▶ **WHAT IS BEING ASKED**
Show every line of the data that includes the word "boot".

(Records excerpted from a collection)
*** Begin section ***

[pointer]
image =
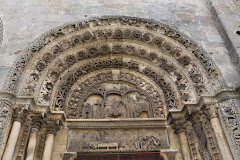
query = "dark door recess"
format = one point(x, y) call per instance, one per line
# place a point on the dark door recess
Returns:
point(120, 156)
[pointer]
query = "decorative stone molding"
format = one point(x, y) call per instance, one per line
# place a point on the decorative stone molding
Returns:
point(1, 33)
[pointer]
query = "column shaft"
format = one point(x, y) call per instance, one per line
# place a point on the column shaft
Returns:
point(12, 141)
point(184, 145)
point(221, 140)
point(32, 144)
point(47, 153)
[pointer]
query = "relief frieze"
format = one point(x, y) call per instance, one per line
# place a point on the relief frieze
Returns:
point(117, 140)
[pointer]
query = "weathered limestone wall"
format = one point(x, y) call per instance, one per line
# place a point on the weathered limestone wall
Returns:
point(25, 20)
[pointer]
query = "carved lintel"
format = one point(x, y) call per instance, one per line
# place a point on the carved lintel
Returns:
point(69, 155)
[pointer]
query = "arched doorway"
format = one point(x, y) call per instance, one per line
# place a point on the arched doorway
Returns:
point(112, 85)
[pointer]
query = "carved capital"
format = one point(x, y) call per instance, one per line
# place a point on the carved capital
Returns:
point(37, 121)
point(179, 126)
point(20, 113)
point(210, 110)
point(52, 126)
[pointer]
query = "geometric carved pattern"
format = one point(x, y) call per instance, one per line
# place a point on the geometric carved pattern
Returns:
point(184, 54)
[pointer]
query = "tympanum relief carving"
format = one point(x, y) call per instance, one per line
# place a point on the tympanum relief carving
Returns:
point(115, 101)
point(114, 94)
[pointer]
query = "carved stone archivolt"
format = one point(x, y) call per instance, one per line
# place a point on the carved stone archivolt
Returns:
point(187, 64)
point(116, 83)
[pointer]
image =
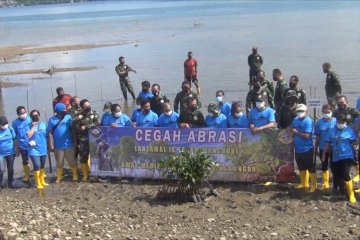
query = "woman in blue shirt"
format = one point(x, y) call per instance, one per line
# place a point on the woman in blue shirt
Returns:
point(38, 148)
point(343, 141)
point(7, 150)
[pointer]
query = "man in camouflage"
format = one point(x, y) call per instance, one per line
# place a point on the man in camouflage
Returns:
point(123, 71)
point(280, 88)
point(254, 61)
point(254, 93)
point(84, 121)
point(332, 85)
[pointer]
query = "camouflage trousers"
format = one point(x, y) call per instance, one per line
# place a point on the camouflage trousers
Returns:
point(125, 86)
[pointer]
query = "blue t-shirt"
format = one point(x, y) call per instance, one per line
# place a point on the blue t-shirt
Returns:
point(238, 122)
point(340, 141)
point(225, 108)
point(7, 146)
point(168, 121)
point(322, 128)
point(304, 125)
point(262, 118)
point(148, 120)
point(216, 122)
point(39, 137)
point(145, 95)
point(21, 127)
point(62, 134)
point(122, 121)
point(135, 113)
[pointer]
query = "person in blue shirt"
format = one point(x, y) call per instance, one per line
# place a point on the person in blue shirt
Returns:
point(215, 119)
point(237, 118)
point(7, 150)
point(106, 112)
point(145, 92)
point(169, 118)
point(61, 141)
point(37, 148)
point(322, 128)
point(302, 128)
point(225, 107)
point(343, 141)
point(117, 118)
point(261, 117)
point(146, 118)
point(21, 126)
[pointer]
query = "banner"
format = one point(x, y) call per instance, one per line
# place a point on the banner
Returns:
point(242, 156)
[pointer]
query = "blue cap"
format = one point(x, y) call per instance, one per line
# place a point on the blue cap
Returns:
point(59, 107)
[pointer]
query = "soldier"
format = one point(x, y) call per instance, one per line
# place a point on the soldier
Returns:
point(157, 101)
point(293, 85)
point(85, 120)
point(288, 110)
point(332, 85)
point(192, 117)
point(280, 88)
point(254, 61)
point(182, 97)
point(123, 71)
point(264, 82)
point(190, 71)
point(225, 107)
point(255, 92)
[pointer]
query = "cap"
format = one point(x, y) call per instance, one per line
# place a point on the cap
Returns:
point(301, 107)
point(59, 107)
point(3, 121)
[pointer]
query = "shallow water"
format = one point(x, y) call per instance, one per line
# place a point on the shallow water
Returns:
point(296, 36)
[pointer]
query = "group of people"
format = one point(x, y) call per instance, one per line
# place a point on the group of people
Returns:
point(66, 133)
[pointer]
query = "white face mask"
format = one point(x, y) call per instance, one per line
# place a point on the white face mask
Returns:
point(260, 105)
point(301, 114)
point(341, 125)
point(327, 115)
point(5, 126)
point(23, 116)
point(168, 113)
point(117, 114)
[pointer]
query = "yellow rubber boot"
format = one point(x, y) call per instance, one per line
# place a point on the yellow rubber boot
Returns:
point(350, 190)
point(59, 175)
point(357, 176)
point(302, 180)
point(85, 170)
point(326, 178)
point(26, 172)
point(313, 180)
point(306, 181)
point(42, 178)
point(37, 180)
point(75, 174)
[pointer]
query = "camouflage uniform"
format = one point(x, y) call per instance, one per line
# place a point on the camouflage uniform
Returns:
point(181, 98)
point(332, 87)
point(125, 80)
point(194, 118)
point(89, 120)
point(281, 86)
point(254, 94)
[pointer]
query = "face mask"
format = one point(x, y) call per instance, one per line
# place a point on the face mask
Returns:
point(168, 113)
point(260, 105)
point(219, 99)
point(327, 115)
point(301, 114)
point(341, 125)
point(35, 118)
point(23, 116)
point(5, 126)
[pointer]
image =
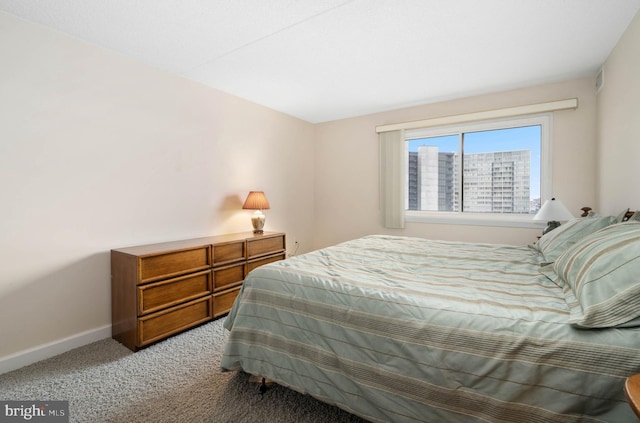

*** End section ***

▶ **TASK RESPONSE**
query = "yellow rubber boot"
# place a point on the yellow rubber boot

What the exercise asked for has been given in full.